WHAT NEEDS TO BE DONE: Translate this sentence from the court opinion below into Spanish: "After reviewing photospread #1C, I find that its composition is not unduly suggestive for the reasons stated in my earlier opinion in connection with photospreads #1A and #1B."

PAGE TEXT:
______

Jones moves to suppress a photographic identification made of him by Louise Simonetii, an employee of the Southtrust Bank in Birmingham, Alabama, that was made from a third photospread (#1C). He challenges the identification as impermissibly suggestive on the same grounds raised in his original motion to suppress the identifications made from photospreads #1A and #1B. (See Memorandum Opinion and Order of April 9, 1986 at 15-16). After reviewing photospread #1C, I find that its composition is not unduly suggestive for the reasons stated in my earlier opinion in connection with photospreads #1A and #1B. The suggestiveness concern I did express in that opinion, based on the manner in which photospreads containing Jones picture may have been presented to witnesses also viewing photospreads containing Blackmon's picture, does not arise in respect of photospread #1C. (See report of FBI Special Agent Joseph V. Walsh, Jr. dated November 26, 1985 attached to letter of AUSA Weiss to defense counsel dated May 7, 1986).
The motion is denied.
Blackmon claims that statements made by government agents to witnesses who have identified him from photospreads, suggesting that their pretrial identifications were correct, have impermissibly "tainted" those identifications. The statements to which he objects are contained in letters from FBI Supervisory Special Agent Gregory Dean Meacham to the various alleged victims of the confidence scheme. In a letter addressed to the victim herself, Meacham states: "Your testimony in this matter is critical in successfully prosecuting the individuals who have defrauded you." A second enclosed letter states in pertinent part: "The Federal Bureau of Investigation (FBI) has apprehended the perpetrators and is attempting to bring them to trial in June, 1986." Blackmon contends that for the reasons set forth in United States v. Jarvis, 560 F.2d 494, 500 (2d Cir. 1977), cert. denied, 435 U.S. 934, 55 L. Ed. 2d 532, 98 S. Ct. 1511 (1978), the Government's conduct has created a danger of irreparable taint by suggesting to individual victims who have made identifications that their choice was correct, and by giving each witness the impression that other witnesses have identified the same persons. The Government has not responded to this claim.
In Jarvis, the Second Circuit expressly stated that it "do[es] not approve the practice apparently employed here by the FBI of informing potential witnesses of the 'correctness' or 'incorrectness' of their pretrial identifications. Such practices might well so taint an identification as to require reversal." 560 F.2d at 500. However, the Jarvis court noted, "no significant likelihood of misidentification" arises from such improper comments reinforcing an initial identification, with regard to that identification or identifications subsequently made by that witness, if the initial identification was "certain." Id. at 499.

______

ROWS:
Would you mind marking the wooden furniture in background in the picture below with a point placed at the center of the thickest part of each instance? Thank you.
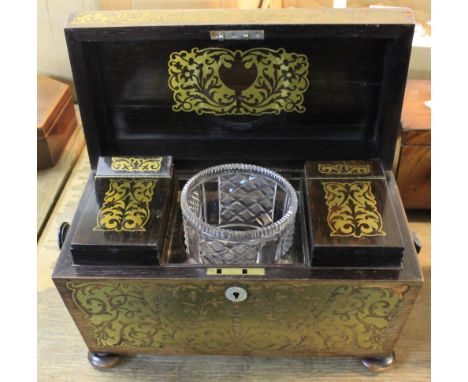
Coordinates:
(56, 120)
(51, 181)
(414, 166)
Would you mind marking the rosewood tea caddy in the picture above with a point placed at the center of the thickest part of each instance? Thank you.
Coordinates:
(314, 95)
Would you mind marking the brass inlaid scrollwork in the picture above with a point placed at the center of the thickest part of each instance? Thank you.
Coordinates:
(352, 209)
(136, 164)
(276, 318)
(126, 205)
(344, 168)
(220, 81)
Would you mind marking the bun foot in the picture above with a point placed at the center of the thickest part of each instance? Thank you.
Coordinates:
(379, 364)
(103, 360)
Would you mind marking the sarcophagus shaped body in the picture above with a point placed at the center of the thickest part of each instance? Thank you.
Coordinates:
(314, 95)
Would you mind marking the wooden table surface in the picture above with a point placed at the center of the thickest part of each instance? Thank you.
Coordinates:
(62, 352)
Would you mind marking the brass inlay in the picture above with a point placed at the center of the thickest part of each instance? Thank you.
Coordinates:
(221, 81)
(241, 17)
(277, 318)
(352, 209)
(344, 168)
(235, 271)
(136, 164)
(126, 205)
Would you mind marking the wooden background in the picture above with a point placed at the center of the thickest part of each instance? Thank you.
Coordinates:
(53, 14)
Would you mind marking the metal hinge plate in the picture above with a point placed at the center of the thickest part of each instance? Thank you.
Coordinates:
(237, 35)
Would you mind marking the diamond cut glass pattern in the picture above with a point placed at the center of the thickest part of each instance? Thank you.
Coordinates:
(238, 214)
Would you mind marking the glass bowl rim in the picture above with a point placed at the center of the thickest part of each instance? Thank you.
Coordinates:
(233, 235)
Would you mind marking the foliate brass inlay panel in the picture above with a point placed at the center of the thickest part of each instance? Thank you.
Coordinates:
(352, 209)
(344, 168)
(136, 164)
(276, 318)
(126, 205)
(224, 82)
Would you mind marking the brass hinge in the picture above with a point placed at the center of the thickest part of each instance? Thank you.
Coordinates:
(238, 35)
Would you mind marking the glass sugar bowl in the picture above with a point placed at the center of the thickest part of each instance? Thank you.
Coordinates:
(238, 214)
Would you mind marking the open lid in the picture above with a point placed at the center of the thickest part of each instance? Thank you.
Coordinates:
(241, 85)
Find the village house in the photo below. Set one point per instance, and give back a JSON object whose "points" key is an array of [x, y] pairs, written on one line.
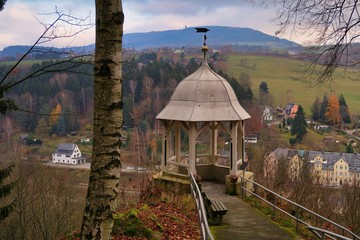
{"points": [[290, 110], [328, 168], [68, 153], [267, 114]]}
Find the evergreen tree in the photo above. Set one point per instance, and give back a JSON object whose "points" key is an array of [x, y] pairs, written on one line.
{"points": [[5, 190], [61, 126], [344, 110], [299, 125], [323, 109], [264, 88], [315, 109], [333, 110], [349, 148]]}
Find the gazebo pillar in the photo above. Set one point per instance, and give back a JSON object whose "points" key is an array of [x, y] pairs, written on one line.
{"points": [[178, 142], [213, 142], [234, 147], [166, 147], [241, 140], [192, 147]]}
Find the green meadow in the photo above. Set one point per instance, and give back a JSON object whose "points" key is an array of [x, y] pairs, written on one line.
{"points": [[289, 80]]}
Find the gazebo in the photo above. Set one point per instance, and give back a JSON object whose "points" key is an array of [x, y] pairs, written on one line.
{"points": [[202, 105]]}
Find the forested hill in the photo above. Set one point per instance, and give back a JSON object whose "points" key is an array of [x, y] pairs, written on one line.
{"points": [[187, 37], [217, 36]]}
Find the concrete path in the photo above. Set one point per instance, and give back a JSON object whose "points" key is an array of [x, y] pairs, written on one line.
{"points": [[242, 221]]}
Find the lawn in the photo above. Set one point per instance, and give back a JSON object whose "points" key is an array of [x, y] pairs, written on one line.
{"points": [[287, 81]]}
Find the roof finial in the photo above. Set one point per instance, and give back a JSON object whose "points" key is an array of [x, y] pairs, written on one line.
{"points": [[204, 48]]}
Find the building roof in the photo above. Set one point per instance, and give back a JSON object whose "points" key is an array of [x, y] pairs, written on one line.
{"points": [[203, 96], [65, 148], [330, 158]]}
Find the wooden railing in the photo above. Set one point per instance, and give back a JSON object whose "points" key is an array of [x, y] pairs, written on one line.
{"points": [[195, 191]]}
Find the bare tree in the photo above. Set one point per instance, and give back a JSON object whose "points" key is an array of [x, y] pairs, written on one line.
{"points": [[105, 167], [334, 26]]}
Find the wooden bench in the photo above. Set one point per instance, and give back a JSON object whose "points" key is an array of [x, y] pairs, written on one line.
{"points": [[215, 210]]}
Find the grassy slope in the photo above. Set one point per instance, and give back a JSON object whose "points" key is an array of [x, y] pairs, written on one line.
{"points": [[285, 76]]}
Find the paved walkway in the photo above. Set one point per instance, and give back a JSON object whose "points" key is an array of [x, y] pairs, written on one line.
{"points": [[242, 221]]}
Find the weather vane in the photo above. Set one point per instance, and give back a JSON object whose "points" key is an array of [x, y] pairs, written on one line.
{"points": [[204, 30]]}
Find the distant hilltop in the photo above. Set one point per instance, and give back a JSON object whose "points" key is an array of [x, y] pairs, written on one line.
{"points": [[217, 36], [187, 37]]}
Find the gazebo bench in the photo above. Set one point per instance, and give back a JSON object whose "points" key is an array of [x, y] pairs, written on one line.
{"points": [[215, 210]]}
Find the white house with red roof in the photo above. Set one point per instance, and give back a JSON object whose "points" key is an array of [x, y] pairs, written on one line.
{"points": [[68, 153]]}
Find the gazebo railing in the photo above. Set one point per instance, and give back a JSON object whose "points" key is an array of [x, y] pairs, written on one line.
{"points": [[195, 191]]}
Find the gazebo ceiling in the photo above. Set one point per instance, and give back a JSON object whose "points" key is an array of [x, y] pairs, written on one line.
{"points": [[203, 96]]}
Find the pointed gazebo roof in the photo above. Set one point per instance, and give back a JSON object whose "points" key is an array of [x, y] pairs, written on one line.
{"points": [[203, 96]]}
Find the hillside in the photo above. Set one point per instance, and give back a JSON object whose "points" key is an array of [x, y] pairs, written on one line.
{"points": [[287, 81], [186, 37], [217, 35]]}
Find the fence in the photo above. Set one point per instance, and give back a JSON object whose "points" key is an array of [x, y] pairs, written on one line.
{"points": [[319, 232], [195, 191]]}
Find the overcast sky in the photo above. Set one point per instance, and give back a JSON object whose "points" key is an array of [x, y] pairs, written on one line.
{"points": [[19, 24]]}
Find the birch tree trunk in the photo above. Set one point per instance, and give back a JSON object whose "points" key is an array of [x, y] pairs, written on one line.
{"points": [[105, 166]]}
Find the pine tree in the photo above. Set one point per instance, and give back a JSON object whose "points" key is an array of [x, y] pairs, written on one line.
{"points": [[349, 148], [5, 190], [55, 113], [333, 110], [299, 125], [344, 110], [323, 109], [315, 109]]}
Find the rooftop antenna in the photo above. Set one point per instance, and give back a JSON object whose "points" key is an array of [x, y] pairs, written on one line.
{"points": [[204, 48]]}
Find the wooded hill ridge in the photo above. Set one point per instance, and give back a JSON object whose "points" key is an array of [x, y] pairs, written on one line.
{"points": [[186, 37]]}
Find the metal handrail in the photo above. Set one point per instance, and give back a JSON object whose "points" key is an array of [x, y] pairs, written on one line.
{"points": [[298, 220], [195, 191]]}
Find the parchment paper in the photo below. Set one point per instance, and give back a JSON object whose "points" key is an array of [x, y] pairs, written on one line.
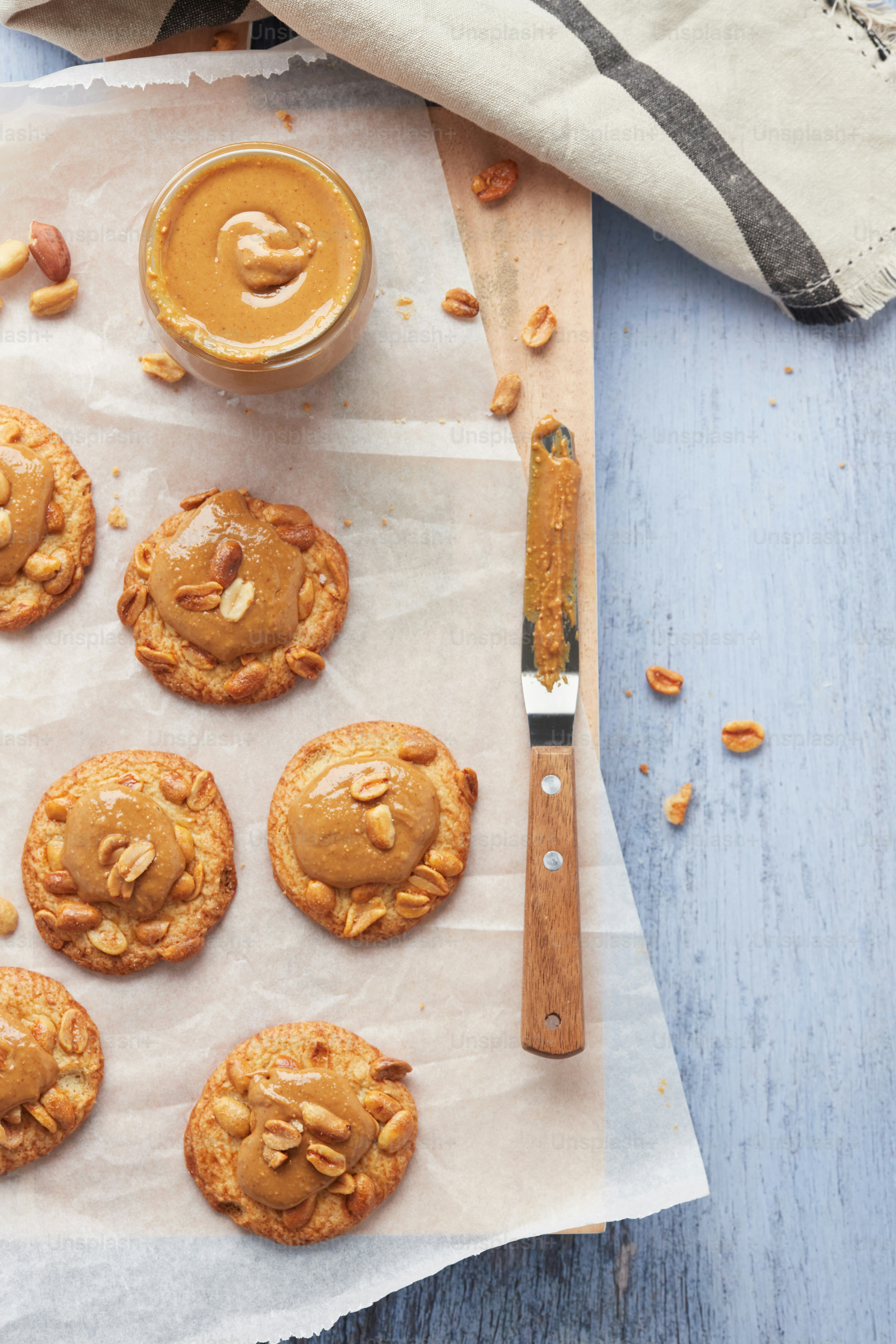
{"points": [[397, 441]]}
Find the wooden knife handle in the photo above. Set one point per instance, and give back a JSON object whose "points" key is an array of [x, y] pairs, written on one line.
{"points": [[553, 1013]]}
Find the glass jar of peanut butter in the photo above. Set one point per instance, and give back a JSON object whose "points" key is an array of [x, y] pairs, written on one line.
{"points": [[257, 268]]}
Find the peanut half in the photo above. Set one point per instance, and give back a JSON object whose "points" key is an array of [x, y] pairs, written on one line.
{"points": [[541, 327], [507, 394], [49, 249], [743, 736], [54, 299], [664, 681], [461, 303], [676, 806]]}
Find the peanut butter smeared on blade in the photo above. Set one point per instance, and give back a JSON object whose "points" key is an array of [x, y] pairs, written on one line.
{"points": [[122, 847], [550, 560], [310, 1128], [366, 820], [26, 1070], [26, 488], [228, 581]]}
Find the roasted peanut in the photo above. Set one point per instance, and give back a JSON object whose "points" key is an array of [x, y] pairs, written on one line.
{"points": [[233, 1116], [246, 682], [379, 826], [225, 564], [382, 1107], [49, 249], [13, 259], [398, 1132], [322, 897], [54, 299], [158, 660], [507, 394], [495, 182], [390, 1070], [743, 736], [161, 365], [132, 603], [676, 806], [237, 600], [326, 1160], [541, 327], [199, 597], [664, 681], [304, 662], [468, 783], [307, 599], [203, 792], [461, 303], [174, 787], [418, 749], [449, 865], [199, 498], [324, 1123], [76, 917]]}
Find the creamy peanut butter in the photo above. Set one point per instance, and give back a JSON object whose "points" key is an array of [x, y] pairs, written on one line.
{"points": [[259, 255], [30, 480], [132, 818], [550, 557], [330, 828], [26, 1070], [280, 1096], [264, 586]]}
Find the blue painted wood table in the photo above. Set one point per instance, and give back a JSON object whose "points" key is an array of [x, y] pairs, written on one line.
{"points": [[745, 538]]}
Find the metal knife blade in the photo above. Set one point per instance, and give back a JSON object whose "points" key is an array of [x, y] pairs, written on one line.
{"points": [[553, 1021]]}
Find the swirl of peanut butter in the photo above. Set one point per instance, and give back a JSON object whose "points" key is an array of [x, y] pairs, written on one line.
{"points": [[26, 1070], [105, 825], [301, 1100], [338, 839], [265, 589], [27, 484]]}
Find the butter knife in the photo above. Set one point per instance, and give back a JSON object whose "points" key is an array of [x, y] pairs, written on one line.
{"points": [[553, 1021]]}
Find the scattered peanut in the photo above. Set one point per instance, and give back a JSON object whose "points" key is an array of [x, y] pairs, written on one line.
{"points": [[54, 299], [507, 394], [541, 327], [676, 806], [664, 681], [162, 366], [743, 736]]}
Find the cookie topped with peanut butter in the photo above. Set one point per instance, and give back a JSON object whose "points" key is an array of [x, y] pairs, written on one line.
{"points": [[129, 861], [233, 599], [48, 521], [301, 1132], [370, 828], [256, 256], [50, 1066]]}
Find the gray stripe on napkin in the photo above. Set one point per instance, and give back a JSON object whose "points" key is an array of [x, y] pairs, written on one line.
{"points": [[201, 14], [789, 260]]}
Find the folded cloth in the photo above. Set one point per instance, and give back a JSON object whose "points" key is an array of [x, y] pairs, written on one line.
{"points": [[758, 138]]}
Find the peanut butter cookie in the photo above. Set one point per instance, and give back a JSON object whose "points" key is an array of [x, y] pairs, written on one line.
{"points": [[129, 861], [301, 1132], [50, 1066], [48, 521], [370, 828], [233, 599]]}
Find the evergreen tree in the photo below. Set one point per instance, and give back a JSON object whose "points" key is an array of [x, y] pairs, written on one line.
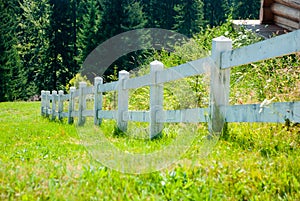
{"points": [[216, 11], [120, 16], [10, 61], [246, 9], [189, 17], [62, 48], [33, 44], [88, 28]]}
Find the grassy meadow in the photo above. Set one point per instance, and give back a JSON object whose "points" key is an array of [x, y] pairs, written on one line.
{"points": [[46, 160]]}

______

FINISHED EXERCISE: Tras revisar la rueda de fotografías #1C, concluyo que su composición no es indebidamente sugestiva por las razones expuestas en mi opinión anterior en relación con las ruedas de fotografías #1A y #1B.